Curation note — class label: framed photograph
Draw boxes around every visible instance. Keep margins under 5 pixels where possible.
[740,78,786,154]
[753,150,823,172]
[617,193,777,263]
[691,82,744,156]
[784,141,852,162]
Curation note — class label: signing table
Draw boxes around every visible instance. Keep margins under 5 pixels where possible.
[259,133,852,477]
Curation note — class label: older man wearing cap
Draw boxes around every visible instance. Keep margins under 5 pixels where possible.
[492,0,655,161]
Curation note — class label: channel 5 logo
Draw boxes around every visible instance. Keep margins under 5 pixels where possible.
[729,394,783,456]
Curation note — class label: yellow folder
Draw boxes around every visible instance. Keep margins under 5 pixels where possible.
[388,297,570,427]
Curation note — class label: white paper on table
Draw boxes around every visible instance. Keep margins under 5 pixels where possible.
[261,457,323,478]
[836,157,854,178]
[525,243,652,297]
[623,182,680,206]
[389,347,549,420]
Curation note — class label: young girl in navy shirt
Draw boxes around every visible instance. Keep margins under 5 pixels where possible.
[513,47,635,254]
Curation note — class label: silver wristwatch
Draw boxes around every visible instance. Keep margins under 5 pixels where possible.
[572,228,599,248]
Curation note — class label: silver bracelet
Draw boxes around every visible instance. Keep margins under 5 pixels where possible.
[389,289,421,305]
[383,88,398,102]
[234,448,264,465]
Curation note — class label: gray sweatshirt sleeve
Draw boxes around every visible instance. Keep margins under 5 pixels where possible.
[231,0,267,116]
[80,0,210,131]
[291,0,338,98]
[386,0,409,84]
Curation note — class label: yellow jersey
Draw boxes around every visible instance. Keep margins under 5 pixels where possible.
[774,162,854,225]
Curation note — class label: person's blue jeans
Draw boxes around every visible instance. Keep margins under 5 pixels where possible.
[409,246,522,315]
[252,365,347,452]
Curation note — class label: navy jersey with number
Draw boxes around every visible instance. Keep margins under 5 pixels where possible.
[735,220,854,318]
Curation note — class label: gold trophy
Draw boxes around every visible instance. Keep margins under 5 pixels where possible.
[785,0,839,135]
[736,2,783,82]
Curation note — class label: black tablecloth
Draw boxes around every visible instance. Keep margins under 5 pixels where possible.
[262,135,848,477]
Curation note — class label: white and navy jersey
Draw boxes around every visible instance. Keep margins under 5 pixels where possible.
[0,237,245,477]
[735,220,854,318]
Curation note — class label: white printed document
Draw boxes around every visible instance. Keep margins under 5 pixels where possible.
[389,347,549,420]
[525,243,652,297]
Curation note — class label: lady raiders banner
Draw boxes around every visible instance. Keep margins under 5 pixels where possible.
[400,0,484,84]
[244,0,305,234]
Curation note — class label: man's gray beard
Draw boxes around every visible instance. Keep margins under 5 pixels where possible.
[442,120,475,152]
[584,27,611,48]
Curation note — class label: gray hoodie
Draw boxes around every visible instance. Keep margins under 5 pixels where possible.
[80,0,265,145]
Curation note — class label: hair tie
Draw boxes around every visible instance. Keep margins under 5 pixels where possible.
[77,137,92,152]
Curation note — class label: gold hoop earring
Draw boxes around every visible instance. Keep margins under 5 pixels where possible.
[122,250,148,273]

### Aim of the task
Reproduce the full listing above word for word.

### The completed task
Curation note — class label: framed photograph
Draw boxes around every visible instance. Keep margins under 5 pixels where possible.
[740,78,786,154]
[753,150,823,172]
[617,193,777,263]
[691,82,744,156]
[784,141,852,162]
Curation note — class label: signing table
Draw boxes around every visible instance. Keep margins under 5 pixels where possible.
[259,133,852,477]
Curation note — class label: older man wearing cap
Draw boxes around every visible instance. Keep margins under 5 pixels where possible.
[492,0,655,161]
Curation note — class label: channel 5 logo
Draw boxes around every visible instance. Keep margins under 5 pixels where possible.
[729,394,783,456]
Curation note — class label: yellow folder
Draw boxes around every visible instance. Keep margins under 5 pixels where possible.
[388,297,570,427]
Curation note — class label: white paper on table
Draw boxes around every visible instance. Keep margins under 5 pixels where possible.
[261,457,323,478]
[836,157,854,178]
[525,243,652,297]
[623,182,680,206]
[389,347,549,420]
Curation note — class label: young girl in navy shirt
Draw boxes around every visible instance. Keep margins under 5 pixels where possible.
[513,47,635,254]
Curation note — class label: silver wristwatch
Draw boxes around every visible instance. Keep margins under 5 pixels where possible.
[572,228,599,248]
Curation note — class label: silver bracelet
Draw boxes around every visible instance. Keep margins under 5 pixels where possible.
[389,289,421,305]
[383,88,398,102]
[234,448,264,465]
Curation note — class label: gray sweatshirt sleeve
Draw boxes around every visible instance. Keep margins under 5 pixels where possible.
[231,0,267,116]
[80,0,210,131]
[291,0,338,98]
[386,0,409,84]
Curation note — class label: yellow jersey
Draw boxes around every visible instance. Keep margins under 5 pixels where possible.
[774,162,854,225]
Curation note — class label: person's blue jeans
Draw boxes around every visible instance. Keep margins under 5 pixels where possible.
[409,246,522,315]
[252,365,347,452]
Curation note — class label: navy jersey with number
Draw boxes around every visible instance. Keep margins under 5 pixels where possible.
[735,220,854,318]
Curation note — class label: gold trophy
Draw boxes around every visible instance. Keep margins under 5 pixels where possible.
[785,0,839,135]
[736,2,783,82]
Curation note — class label: black tablecloth
Draw boxes around every visible instance. Keep margins under 5 pixels where possible.
[262,135,848,477]
Curation note — class label: white and navy jersey
Draw boxes around every visible instance. Keep margins under 5 pixels where possible.
[0,237,245,477]
[735,220,854,318]
Curation note — class label: white printed document
Draw boxes around every visible instance. Keep margins under 5 pixels where possible.
[389,347,549,420]
[525,243,652,297]
Curation note — class label: lady raiders banner
Draw boxes around every visible instance. Keep margins under 5 pixels where possible.
[400,0,484,84]
[244,0,305,234]
Curation note — class label: man's gray beard
Draw boxes around every visible instance. Keep margins under 5 pixels where possible.
[442,120,475,152]
[584,27,611,48]
Curation note — class label: gray hoodie
Draw boxes around every visible instance. Keep margins under 5 pixels where possible.
[80,0,265,145]
Curation note — class label: hair tie
Draw boxes around every visible instance. Keep margins under 5 pixels where possible.
[77,137,92,152]
Curation note — class label: gold hoop earring
Draw boxes around every visible instance. Keep margins under 5 pixels where possible.
[122,250,148,273]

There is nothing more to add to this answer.